Directions for this task →
In full and word for word, give the records again.

☆ ☆ ☆ ☆ ☆ ☆ ☆

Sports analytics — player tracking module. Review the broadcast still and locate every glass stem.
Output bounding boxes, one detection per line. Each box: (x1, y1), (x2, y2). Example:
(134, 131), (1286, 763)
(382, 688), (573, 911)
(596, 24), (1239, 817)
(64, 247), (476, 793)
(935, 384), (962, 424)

☆ ☆ ☆ ☆ ☆ ☆ ☆

Solution below →
Sports analytics — player tracking module. Review the broadcast still and locate every glass stem.
Output bounding boxes, one detection per line. Each box: (x1, y1), (x2, y2). Example:
(134, 131), (1286, 763)
(382, 688), (573, 911)
(596, 24), (1239, 817)
(64, 247), (476, 793)
(935, 384), (962, 424)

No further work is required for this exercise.